• **STATED EXERCISE**
From the line containing "Where can the forehead" to the end of the listing, write out every line exactly; leave out everything else.

....

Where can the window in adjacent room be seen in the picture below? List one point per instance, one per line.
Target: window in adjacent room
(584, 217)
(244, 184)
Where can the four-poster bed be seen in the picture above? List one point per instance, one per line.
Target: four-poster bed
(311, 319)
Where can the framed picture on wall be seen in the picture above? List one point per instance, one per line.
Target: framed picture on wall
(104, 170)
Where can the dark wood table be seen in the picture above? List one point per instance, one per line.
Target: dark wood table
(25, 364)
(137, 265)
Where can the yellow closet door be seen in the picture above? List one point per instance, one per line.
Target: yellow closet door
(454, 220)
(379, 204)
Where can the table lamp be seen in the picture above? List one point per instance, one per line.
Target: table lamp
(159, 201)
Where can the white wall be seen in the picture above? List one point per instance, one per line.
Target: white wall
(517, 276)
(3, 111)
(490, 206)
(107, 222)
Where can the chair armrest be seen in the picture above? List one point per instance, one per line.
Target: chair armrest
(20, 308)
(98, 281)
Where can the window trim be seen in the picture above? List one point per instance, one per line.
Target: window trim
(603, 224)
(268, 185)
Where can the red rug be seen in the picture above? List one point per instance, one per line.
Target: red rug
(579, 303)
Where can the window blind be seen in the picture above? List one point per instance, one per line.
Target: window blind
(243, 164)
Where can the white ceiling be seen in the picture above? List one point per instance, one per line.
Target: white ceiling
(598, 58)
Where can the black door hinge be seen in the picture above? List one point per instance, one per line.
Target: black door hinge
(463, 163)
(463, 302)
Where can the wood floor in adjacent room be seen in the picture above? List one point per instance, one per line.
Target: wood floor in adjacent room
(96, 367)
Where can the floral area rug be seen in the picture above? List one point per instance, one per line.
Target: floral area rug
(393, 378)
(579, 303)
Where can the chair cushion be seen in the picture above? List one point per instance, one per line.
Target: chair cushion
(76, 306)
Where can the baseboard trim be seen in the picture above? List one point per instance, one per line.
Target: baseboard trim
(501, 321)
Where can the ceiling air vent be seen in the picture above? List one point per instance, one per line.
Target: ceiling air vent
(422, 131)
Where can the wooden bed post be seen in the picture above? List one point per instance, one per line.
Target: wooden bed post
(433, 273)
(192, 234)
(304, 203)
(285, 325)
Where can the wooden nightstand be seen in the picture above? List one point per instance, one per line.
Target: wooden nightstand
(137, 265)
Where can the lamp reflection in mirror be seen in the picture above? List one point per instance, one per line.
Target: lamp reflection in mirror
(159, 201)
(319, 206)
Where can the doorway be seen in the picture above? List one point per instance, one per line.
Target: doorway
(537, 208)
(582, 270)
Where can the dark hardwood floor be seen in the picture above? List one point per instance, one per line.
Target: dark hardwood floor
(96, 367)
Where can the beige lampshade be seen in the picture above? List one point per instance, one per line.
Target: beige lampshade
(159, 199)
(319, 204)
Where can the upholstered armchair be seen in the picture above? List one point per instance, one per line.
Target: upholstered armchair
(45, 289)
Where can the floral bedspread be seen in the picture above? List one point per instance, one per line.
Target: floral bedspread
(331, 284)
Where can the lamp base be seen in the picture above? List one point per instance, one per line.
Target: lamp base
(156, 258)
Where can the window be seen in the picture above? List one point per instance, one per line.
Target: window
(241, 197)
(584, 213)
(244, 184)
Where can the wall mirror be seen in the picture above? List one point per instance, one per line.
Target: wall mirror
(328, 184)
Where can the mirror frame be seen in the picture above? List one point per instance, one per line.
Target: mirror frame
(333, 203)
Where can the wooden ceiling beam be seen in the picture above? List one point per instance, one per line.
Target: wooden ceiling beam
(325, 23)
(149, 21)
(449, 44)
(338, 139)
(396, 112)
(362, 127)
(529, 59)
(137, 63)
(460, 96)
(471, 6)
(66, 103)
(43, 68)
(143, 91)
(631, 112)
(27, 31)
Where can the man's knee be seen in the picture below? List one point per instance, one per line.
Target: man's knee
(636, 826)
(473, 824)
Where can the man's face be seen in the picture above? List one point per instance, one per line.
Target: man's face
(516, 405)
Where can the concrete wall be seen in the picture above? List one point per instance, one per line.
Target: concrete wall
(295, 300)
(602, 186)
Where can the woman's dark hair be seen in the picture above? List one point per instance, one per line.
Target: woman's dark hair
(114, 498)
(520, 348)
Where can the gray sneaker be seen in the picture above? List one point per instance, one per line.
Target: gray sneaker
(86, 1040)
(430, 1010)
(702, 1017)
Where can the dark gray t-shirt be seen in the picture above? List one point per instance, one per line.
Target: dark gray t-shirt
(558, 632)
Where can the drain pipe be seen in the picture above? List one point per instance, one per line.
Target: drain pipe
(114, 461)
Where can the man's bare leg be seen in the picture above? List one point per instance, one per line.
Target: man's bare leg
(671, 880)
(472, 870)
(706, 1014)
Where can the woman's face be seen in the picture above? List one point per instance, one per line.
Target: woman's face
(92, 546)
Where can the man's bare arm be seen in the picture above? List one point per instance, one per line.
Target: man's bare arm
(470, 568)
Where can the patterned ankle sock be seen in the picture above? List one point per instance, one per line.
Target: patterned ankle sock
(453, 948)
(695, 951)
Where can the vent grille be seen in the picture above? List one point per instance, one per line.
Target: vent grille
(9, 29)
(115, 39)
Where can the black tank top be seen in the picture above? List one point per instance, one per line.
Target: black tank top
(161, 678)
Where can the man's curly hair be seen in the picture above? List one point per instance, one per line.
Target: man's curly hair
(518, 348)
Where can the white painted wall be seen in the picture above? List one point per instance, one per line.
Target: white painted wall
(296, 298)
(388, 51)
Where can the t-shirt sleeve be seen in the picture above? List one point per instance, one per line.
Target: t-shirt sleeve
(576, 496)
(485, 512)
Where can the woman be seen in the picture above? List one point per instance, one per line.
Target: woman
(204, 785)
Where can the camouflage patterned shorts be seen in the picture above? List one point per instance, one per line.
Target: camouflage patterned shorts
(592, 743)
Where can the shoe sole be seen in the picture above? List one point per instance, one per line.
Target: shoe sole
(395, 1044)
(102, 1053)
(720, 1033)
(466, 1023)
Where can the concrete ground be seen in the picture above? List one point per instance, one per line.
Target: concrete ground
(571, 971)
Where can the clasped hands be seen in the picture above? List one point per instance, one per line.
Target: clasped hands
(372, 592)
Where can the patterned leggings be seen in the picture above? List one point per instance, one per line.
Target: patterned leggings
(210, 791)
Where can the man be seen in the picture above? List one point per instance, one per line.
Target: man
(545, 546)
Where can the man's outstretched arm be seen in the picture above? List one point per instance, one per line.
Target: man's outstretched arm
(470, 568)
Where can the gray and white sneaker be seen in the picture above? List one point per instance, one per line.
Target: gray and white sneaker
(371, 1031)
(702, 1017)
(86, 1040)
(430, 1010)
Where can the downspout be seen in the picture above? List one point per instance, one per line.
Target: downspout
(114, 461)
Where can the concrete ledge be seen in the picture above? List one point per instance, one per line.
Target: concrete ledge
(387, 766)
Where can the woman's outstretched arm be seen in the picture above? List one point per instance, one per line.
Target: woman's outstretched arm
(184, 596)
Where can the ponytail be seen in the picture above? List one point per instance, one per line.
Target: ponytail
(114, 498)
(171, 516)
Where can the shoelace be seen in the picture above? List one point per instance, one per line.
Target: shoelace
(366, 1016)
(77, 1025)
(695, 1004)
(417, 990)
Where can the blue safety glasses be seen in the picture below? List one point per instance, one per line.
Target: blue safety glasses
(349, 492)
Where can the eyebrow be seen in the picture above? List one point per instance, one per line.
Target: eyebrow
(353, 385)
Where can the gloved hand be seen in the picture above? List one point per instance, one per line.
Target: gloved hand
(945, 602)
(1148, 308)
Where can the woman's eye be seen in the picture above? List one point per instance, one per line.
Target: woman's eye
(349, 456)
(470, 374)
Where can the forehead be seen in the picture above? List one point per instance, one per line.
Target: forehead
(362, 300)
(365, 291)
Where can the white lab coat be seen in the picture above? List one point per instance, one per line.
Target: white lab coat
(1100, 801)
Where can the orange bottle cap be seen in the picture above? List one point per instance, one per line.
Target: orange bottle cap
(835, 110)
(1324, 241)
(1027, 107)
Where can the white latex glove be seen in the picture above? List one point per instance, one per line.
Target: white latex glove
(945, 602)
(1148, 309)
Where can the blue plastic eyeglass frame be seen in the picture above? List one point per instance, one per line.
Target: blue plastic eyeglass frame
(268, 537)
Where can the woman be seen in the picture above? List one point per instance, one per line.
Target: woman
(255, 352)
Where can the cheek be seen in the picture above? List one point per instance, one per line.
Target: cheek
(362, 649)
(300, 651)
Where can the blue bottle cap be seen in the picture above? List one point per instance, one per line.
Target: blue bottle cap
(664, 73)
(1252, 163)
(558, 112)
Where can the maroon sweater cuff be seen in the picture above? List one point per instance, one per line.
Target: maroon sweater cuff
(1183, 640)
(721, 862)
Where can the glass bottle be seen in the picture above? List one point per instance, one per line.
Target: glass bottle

....

• **RESPONSE**
Where can the forehead be seen in the picture above? List one point per instance, one per line.
Target: forehead
(362, 300)
(365, 291)
Where can the white lab coat be seen in the picture above? List one point per instance, one per line.
Target: white lab coat
(1100, 801)
Where can the orange bottle cap be seen in the picture above? List one point per instance, one per line.
Target: orange bottle cap
(835, 110)
(1324, 241)
(1027, 107)
Where can the white latex glove be seen in the picture above? List one point per instance, one per line.
Target: white latex glove
(945, 602)
(1148, 309)
Where can the blue plastic eyeglass frame be seen in the picture above? List one point per instance, one per line.
Target: blue plastic eyeglass frame
(268, 537)
Where can the woman be seen in the picture above? List one point per instance, one per line.
Target: woman
(255, 352)
Where can the cheek be seen in the picture above? List one point per instance, one per line.
Target: cheek
(362, 649)
(300, 651)
Where can the blue bottle cap be seen in the picture above? List one point per instance, one per line.
Target: blue bottle cap
(664, 73)
(1252, 163)
(558, 112)
Where can the maroon sweater cuff be seen in the picture above? List one point per instance, one per line.
Target: maroon sweater cuff
(1183, 640)
(721, 862)
Where can the glass bottle be seen in the picture above? List one point per instance, one per line.
Target: glass bottle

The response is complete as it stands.